What is being asked: Copy the rows below word for word, starting at the line containing "Would you be able to tag each instance of the rooftop" and continuing through the final line of the rows.

Supplied material:

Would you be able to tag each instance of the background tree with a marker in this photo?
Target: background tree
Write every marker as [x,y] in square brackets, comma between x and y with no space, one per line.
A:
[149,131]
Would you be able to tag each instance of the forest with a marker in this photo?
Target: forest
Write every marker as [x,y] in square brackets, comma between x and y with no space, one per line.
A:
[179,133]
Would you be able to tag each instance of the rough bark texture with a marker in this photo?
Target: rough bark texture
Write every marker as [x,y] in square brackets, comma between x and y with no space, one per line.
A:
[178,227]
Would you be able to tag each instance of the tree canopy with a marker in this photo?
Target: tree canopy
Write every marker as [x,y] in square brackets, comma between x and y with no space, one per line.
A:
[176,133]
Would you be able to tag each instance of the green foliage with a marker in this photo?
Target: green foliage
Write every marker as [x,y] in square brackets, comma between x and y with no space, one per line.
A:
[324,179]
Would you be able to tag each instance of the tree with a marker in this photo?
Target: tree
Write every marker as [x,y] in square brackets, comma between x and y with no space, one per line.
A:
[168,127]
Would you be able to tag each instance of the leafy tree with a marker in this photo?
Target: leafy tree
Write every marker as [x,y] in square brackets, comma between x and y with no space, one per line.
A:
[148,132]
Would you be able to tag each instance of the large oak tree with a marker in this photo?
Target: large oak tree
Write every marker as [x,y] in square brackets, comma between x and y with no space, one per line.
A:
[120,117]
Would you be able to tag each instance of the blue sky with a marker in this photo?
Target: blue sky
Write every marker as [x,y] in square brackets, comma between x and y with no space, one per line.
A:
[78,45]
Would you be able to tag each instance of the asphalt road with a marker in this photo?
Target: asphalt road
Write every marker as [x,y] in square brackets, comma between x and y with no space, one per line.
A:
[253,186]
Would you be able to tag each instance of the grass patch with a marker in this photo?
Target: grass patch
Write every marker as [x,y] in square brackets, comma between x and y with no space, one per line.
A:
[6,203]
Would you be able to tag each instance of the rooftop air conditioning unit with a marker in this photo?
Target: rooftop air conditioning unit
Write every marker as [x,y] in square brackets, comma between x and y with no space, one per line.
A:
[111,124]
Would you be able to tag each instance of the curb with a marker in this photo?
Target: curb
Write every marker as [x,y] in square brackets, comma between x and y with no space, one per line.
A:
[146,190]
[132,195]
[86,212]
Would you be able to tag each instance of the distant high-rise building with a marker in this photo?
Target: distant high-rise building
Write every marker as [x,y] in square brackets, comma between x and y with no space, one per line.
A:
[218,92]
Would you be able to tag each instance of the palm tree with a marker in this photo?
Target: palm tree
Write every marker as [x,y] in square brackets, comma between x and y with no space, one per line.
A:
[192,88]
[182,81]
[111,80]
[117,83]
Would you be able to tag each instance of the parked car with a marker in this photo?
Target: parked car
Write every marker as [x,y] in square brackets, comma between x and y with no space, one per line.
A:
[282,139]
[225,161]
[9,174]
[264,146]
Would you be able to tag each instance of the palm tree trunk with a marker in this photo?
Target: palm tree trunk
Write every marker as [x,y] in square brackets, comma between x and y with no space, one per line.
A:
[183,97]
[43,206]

Expected answer:
Would you be able to tag each instance of the rooftop air conditioning unit with a marker in this photo?
Target: rooftop air conditioning unit
Write every marker as [x,y] in square brackets, comma between x and y with no space, one per line.
A:
[111,124]
Would you be able to tag each instance of the curb with a marker in this photo?
Target: curb
Write every marker as [x,y] in square brackets, comma between x and y with no space, one per line.
A:
[146,190]
[132,195]
[86,212]
Would you be able to tag each instance of the distant high-rise building with a marker in this photo?
Target: distant high-rise building
Write every marker as [x,y] in square brackets, comma between x and y with no space, one per line.
A:
[218,92]
Would you be able to tag each instance of the palm tree with a marker in this photo?
Target: palm tree
Write every marker as [x,y] in square brackets, comma between x and y with no space, one per line.
A:
[192,88]
[182,81]
[111,80]
[117,83]
Would you be able to tag each instance of the parked car with a marker in this photo?
Target: parked car
Write every marker as [x,y] in square brackets, comma between x and y with no space, one per line.
A:
[282,139]
[225,161]
[9,174]
[264,146]
Would you be able to tag each instance of the palm tree trunk with a marker in this photo?
Target: palm tree trunk
Write every marker as [x,y] in square brackets, comma between x and y with no space, one per line.
A:
[183,97]
[43,206]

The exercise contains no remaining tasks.